Could you copy every line of the listing below, character for character, with no changes?

----- Records supplied

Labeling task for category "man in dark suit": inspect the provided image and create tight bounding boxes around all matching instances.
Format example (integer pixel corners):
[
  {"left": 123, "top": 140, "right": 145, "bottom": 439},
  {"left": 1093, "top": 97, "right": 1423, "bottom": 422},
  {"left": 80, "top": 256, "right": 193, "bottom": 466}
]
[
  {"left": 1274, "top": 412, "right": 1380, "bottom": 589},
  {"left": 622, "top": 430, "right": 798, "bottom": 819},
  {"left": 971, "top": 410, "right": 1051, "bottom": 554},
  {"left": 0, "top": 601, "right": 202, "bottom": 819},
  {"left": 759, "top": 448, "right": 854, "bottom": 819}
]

----------

**Answer to this exercise**
Labeling task for category "man in dark suit": inspect the provided image and create tight bounding boxes around all matching instances.
Format example (integer pixel corners):
[
  {"left": 123, "top": 140, "right": 145, "bottom": 439},
  {"left": 1093, "top": 97, "right": 1423, "bottom": 422},
  {"left": 80, "top": 256, "right": 193, "bottom": 466}
]
[
  {"left": 1274, "top": 412, "right": 1380, "bottom": 589},
  {"left": 622, "top": 430, "right": 798, "bottom": 819},
  {"left": 971, "top": 410, "right": 1051, "bottom": 554},
  {"left": 0, "top": 601, "right": 202, "bottom": 819},
  {"left": 759, "top": 448, "right": 854, "bottom": 819}
]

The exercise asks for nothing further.